THE EXERCISE:
Give back only the lines from the one with "man in dark" through the last line of the data, exactly as they appear.
=== PROVIDED DATA ===
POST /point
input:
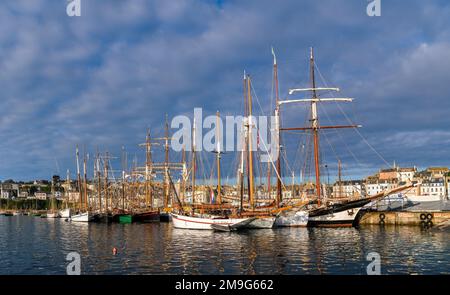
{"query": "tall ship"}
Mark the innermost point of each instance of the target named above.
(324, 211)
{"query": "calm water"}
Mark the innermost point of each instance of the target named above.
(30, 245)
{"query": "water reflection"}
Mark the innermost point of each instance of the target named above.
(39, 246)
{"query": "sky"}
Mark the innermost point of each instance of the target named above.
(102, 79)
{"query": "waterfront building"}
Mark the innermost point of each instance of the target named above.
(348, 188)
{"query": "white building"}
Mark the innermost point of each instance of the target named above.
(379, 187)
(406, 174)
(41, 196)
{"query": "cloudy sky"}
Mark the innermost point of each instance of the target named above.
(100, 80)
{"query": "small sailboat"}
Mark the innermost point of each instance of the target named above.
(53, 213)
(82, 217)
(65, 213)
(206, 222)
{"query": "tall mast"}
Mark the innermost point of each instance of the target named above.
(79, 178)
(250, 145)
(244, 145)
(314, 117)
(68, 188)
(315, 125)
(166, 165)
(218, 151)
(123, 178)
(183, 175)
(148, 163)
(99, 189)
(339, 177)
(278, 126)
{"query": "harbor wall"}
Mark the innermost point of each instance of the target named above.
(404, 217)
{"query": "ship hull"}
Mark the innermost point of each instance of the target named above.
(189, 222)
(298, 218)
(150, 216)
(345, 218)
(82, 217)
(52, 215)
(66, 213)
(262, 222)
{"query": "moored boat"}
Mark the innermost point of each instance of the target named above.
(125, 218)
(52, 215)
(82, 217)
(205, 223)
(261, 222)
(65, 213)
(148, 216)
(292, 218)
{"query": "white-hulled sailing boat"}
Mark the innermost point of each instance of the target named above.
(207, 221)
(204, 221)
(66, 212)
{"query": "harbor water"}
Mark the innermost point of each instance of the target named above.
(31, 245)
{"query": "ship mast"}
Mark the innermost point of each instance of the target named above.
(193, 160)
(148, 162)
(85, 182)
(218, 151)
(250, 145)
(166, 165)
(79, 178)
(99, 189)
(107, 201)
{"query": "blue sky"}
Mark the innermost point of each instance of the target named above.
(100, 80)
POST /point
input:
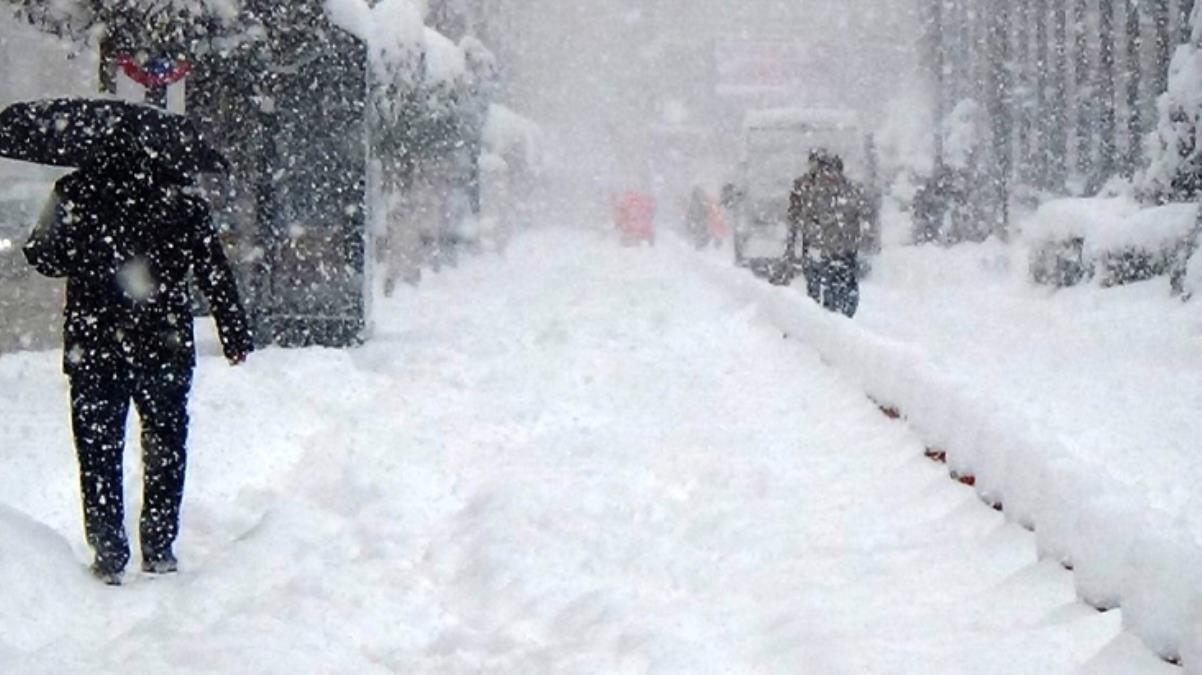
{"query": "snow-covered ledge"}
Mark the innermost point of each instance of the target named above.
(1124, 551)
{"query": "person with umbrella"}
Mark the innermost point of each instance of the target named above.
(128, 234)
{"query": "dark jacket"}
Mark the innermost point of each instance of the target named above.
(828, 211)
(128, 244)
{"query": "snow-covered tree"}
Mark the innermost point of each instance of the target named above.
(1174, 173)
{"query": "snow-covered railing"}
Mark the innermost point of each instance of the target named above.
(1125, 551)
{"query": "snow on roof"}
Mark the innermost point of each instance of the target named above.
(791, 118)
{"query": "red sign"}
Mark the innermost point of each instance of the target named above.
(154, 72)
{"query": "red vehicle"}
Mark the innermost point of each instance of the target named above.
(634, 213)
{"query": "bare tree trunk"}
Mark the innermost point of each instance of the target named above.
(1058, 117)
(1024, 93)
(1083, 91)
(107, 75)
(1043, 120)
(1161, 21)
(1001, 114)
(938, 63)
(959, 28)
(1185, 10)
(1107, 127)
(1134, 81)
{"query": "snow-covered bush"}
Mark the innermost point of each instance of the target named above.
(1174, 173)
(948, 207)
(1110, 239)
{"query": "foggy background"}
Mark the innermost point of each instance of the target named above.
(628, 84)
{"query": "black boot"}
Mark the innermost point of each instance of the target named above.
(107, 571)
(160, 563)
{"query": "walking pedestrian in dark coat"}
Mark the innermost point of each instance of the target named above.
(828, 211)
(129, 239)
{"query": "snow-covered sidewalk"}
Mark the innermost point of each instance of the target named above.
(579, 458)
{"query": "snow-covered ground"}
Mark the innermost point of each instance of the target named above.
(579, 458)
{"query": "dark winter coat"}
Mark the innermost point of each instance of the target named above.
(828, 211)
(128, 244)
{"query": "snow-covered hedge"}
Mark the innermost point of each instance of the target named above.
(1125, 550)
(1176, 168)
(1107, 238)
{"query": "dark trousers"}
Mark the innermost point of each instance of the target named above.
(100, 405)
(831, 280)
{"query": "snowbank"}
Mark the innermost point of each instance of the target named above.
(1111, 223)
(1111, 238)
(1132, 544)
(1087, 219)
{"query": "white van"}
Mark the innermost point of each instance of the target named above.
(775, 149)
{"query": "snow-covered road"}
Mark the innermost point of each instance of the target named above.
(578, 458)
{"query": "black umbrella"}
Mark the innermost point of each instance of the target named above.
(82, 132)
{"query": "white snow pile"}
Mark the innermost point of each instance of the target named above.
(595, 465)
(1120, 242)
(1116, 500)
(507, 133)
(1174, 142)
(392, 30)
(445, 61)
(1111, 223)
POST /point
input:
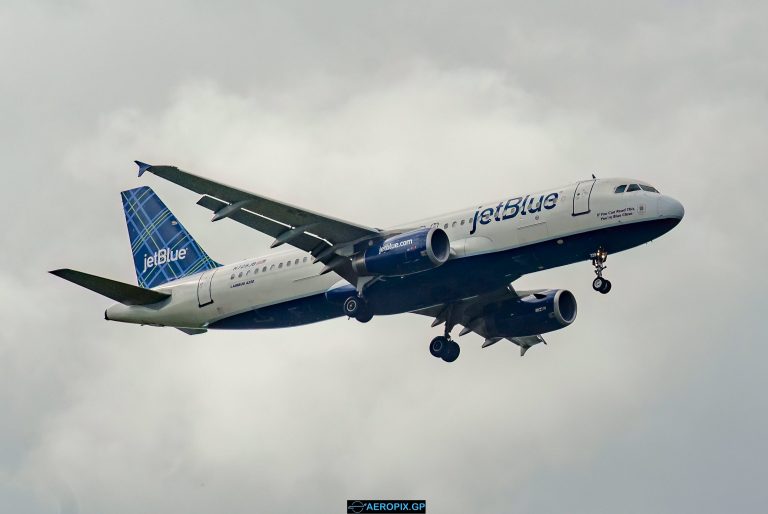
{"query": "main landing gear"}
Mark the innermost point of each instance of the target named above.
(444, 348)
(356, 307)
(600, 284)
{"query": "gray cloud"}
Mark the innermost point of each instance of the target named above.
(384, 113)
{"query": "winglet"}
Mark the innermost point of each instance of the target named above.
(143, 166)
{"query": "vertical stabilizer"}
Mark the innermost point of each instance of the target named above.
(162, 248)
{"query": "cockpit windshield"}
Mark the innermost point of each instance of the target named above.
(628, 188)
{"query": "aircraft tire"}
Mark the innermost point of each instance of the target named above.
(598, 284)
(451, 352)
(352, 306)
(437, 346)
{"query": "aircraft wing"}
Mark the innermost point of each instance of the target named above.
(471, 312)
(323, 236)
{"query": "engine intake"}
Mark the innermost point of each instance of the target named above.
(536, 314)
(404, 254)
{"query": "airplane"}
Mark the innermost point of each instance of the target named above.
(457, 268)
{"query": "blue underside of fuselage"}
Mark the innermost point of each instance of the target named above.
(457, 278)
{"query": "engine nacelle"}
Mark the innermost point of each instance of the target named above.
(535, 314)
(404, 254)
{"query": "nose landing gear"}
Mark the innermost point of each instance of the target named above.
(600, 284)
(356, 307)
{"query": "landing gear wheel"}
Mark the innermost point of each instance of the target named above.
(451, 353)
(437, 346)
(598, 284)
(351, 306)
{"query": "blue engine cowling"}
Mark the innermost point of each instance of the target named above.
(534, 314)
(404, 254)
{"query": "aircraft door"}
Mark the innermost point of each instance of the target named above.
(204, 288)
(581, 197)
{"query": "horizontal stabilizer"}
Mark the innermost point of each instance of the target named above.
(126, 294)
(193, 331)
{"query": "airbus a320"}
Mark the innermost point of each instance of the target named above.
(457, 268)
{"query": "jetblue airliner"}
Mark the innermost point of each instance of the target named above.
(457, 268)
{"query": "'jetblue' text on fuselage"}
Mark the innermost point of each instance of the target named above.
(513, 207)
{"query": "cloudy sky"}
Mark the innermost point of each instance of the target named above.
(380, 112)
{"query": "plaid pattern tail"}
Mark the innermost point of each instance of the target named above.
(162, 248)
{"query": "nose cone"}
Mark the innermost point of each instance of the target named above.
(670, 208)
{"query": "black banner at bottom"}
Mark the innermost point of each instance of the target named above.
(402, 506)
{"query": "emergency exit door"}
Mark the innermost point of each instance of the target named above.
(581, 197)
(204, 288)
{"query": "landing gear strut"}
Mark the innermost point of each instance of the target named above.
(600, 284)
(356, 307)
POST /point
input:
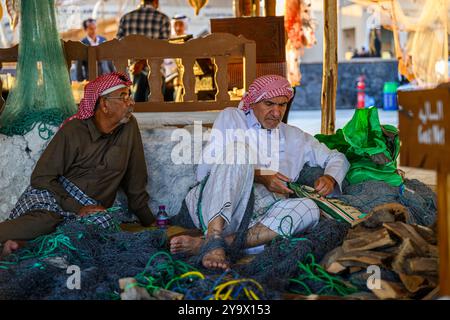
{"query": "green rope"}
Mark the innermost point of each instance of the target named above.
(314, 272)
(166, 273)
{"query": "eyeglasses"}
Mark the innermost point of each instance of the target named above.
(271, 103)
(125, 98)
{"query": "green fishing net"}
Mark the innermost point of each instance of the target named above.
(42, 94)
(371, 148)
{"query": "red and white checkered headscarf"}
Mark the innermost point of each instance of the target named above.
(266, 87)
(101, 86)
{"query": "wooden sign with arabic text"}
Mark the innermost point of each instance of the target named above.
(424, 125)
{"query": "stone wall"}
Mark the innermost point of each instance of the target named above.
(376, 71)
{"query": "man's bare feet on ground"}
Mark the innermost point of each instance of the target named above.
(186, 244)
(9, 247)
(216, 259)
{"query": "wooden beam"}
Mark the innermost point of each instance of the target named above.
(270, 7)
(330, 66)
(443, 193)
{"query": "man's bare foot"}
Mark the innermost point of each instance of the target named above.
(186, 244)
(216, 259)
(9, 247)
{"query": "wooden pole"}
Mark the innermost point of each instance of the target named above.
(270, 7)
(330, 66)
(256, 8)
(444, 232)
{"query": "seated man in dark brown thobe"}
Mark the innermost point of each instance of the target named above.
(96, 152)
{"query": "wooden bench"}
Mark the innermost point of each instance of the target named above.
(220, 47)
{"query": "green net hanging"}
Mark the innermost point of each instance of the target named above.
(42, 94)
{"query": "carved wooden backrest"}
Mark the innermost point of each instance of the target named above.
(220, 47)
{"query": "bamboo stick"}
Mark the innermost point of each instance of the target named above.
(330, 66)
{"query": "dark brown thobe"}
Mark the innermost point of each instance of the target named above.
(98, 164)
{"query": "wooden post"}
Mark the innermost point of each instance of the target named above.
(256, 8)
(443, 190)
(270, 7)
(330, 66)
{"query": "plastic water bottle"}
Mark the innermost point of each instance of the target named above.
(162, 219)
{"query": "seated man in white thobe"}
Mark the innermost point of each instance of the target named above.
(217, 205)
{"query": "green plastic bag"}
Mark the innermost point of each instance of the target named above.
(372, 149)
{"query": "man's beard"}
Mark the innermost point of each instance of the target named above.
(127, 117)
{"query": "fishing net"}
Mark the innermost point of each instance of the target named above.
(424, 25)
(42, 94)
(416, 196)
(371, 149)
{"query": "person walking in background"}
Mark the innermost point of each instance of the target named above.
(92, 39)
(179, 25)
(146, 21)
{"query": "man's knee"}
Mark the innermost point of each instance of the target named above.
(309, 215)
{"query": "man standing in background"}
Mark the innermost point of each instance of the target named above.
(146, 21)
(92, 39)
===
RESULT:
{"query": "seated man in dark brown thobe"}
Mark the innermost point of each instance of the target named above.
(96, 152)
{"query": "wooden bench"}
Mark the innermost point of each instance of the target named above.
(220, 47)
{"query": "green net hanging"}
Mark the innermost point of each instance of the target named above.
(42, 94)
{"query": "carved wooden backrest"}
Mark the innermost point of each instance of the target named above.
(220, 47)
{"query": "bamboo stick"}
Mark the innermost point of each instance of the target named above.
(330, 66)
{"query": "dark brown thobe"}
Mark the innermost point of each instance of the target named above.
(98, 164)
{"query": "wooden post"}
Mark the innermost point of each instance of the target named above.
(256, 8)
(443, 190)
(270, 7)
(330, 66)
{"query": "plastic water bottle"}
Mark the innermost point of each instance of the target named above.
(162, 219)
{"query": "seated man in white thobe"}
Mark the innermost point of each instance of the target named above.
(217, 205)
{"query": "green plastic bag"}
Mark the innermost point of each instance of the target named above.
(372, 149)
{"query": "man's beard"}
Mark the innermost point of each instance of the target named above.
(127, 117)
{"query": "fishing net"}
Mark the innermost point of each instance of the target named above.
(424, 25)
(42, 94)
(416, 196)
(371, 149)
{"query": "person walking in background"}
Mark the innermost point of each instance of the target named above.
(92, 39)
(179, 25)
(146, 21)
{"query": "man's knee"}
Mark the innermost point of each instance of the target named above.
(309, 215)
{"query": "man standing in background"}
Mark the innermost point of each instance of the target named above.
(146, 21)
(92, 39)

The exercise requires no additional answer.